> [PASSAGE PROVIDED]:
════

I can see how these restrictions may cause other problems. For instance, if one want to build a list inside the do block, they are forced to use a collection-for instead of a for+list.add.

Between return and yield, I think the later is semantically more appropriate, and less confusing, but one can, indeed, argue that this may be confusing inside sync* functions.

Mar 06 '24 12:03 mateusfccp

pattern => do { ... } feels horrifying to me.

Mar 06 '24 13:03 rrousselGit

If we add a way to have statements inside expressions, we can indeed choose to either allow or disallow local control flow statements likereturn or break.

I'd personally allow them. It can make some things harder to reason about, but writing opaque code isn't hard today, you're just expected not to do it. But sometimes a control flow in the middle of an expression is precisely what you need to express the logic concisely. I can definitely see something like .. foo (expression ?? return null) ... being useful, with the alternative being

var value = expression;
if (value == null) return null;
... foo(value) ...

If we disallow control flow operators in statement expressions, we can consider also disallowing them in finally blocks. That's another place where doing explicit control flow can get hard to reason about.

We should not allow statements only in switch expressions. Then people will write switch (0) {_ => stmts} to get statements inside any expression. Might as well make it general (maybe with slightly shorter syntax for switch expression branches).

If we can agree on behavior, I think it will be possible to find a syntax.

We can easily allow return/break/continue/rethrow as expressions, even if we don't allow more statements.

════

> [SUPPLIED ENTRIES]:

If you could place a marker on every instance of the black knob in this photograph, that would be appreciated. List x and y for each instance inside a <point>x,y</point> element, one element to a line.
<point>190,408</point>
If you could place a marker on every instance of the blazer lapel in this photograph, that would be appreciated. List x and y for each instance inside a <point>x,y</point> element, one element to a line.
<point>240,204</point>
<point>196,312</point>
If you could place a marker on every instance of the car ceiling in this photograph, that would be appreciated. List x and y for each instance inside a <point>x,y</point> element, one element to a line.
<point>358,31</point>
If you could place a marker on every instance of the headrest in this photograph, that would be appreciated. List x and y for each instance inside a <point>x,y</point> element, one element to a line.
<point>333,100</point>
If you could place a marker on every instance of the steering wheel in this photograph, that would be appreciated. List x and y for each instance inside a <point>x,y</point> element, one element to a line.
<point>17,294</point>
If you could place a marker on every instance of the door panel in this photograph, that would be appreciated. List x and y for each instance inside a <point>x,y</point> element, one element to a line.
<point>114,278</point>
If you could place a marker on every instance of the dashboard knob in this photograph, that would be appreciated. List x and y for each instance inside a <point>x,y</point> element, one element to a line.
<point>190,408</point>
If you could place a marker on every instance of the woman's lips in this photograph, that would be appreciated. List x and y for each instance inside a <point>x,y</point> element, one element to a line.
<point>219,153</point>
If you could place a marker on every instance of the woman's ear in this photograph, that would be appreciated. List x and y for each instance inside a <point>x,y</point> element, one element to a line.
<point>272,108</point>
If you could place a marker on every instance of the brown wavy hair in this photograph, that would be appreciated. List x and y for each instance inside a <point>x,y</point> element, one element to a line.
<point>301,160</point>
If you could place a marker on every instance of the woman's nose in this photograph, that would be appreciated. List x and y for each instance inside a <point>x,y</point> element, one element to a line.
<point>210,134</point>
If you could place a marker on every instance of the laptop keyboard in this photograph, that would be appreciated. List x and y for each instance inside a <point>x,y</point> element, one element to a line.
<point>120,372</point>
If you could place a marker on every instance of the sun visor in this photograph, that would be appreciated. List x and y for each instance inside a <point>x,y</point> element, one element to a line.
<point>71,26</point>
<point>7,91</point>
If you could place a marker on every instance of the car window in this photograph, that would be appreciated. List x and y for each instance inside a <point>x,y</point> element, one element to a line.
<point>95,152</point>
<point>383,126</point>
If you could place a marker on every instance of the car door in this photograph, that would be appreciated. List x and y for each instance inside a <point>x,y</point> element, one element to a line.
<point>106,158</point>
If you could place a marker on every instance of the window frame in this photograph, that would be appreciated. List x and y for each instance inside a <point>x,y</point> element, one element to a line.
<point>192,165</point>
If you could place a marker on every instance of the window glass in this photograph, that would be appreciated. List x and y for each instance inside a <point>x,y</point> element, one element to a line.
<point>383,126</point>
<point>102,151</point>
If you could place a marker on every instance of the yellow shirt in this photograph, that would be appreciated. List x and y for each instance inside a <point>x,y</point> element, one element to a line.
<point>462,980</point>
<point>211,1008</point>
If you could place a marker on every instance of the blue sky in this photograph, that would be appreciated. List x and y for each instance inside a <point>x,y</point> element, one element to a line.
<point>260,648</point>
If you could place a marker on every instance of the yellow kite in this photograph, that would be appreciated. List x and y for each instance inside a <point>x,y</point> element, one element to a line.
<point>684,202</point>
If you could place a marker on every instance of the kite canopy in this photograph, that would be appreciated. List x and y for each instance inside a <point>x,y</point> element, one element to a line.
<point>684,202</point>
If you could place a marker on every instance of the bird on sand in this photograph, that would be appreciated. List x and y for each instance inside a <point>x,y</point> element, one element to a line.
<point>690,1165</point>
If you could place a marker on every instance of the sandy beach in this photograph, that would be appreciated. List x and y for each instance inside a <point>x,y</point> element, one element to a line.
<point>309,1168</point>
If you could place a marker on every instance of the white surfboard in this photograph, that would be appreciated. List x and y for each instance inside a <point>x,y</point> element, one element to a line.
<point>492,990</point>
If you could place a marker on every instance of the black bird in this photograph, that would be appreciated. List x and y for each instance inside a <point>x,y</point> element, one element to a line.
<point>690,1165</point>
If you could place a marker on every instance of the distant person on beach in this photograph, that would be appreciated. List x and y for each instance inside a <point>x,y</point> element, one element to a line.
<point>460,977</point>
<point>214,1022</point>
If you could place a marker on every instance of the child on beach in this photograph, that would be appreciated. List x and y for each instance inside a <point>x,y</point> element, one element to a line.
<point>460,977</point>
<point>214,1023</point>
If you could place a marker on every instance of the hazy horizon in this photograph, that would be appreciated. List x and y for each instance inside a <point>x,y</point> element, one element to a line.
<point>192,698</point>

════

> [OBJECTIVES]:
• a. Answer these questions about the forum thread on statements inside expressions:
(i) When building a list inside the do block, what is one forced to use instead of a for+list.add?
(ii) Which syntax is described as feeling horrifying?
(iii) What does the thread say people will write if statements are allowed only in switch expressions?
• b. Resume the forum thread on statements inside expressions, starting after its last sentence.
The entries have nothing to do with the forum thread.

> [RESULTS FOR EACH TASK]:
• a.
(i) A collection-for.
(ii) pattern => do { ... }
(iii) switch (0) {_ => stmts}

• b.
More expressions could be allowed using a block, do {…} being the most common proposal, probably because do is short (and other languages using it). Then it can either required you to exit at the end, with a trailing expression (do {stmt* expr}, or have an explicit exit-operator. I'm partial to => expr;, because then a switch expression states looking like a statement with exit operators as case bodies.

But I also want to be able to nest such statement expressions, and not necessarily exit the innermost one. We already have a syntax for naming a piece of code and exiting it early: labels and break. I've suggested break with values, to exit an expression, or labeled expression.

… (label: foo(do{stmt;if (b) break label: 42;…})

Again, of we can agree to have the functionality, we can start to look for a good syntax.

Mar 07 '24 06:03 lrhn

… (label: foo(do{stmt;if (b) break label: 42;…})

This syntax is so verbose it defeats the very purpose of the exercise IMO, which is: to allow writing short fragments of code that otherwise don't fit into a single expression (under current definition of expression). "Short" is a key here: for longer programs, the current syntax with function literals (){...}() is OK. Here's one of the ideas: support composite expressions of the form (statement; statement; ... statement) (note the parentheses, as opposed to braces)`. The expression returns the last computed value. The syntax can be very restrictive: only declarations (var, final), ifs and expressions. Fot "if", allow only the expressions in the body (no blocks). No loops, breaks, returns or anything except (composite) expressions.

The above example … (label: foo(do{stmt;if (b) break label: 42;…}) can now be written as … (stmt;if (b) 42 else 43)

Mar 07 '24 15:03 tatumizer

I think that allowing small and restricted statements, but not the full power of statements, is always going to be just short of powerful enough for what people want. Might as well make it full power.

If you just need to do one computation before another, you can use;

T seq<T>(void _, T value) => value;

and write seq(updateBananas(), banans.average). No new syntax needed for that. Allowing if "statements" that can only have a single expression in each branch, that's what the ?/: conditional expression already does. (Not that I don't want to use if instead of that, #3374).

If it's to introduce a local variable, like var firstLast = (var x = computeList(); (x.first, x.last));, then I'd prefer a proper let (#1052) or even better, a declaration as an expression (https://github.com/dart-lang/language/issues/1420).

If it's to allow local control flow using break or return, we can allow those as expressions independently of this feature. (I think we should.)

So, if we want to allow statements inside expressions, we should allow all statements.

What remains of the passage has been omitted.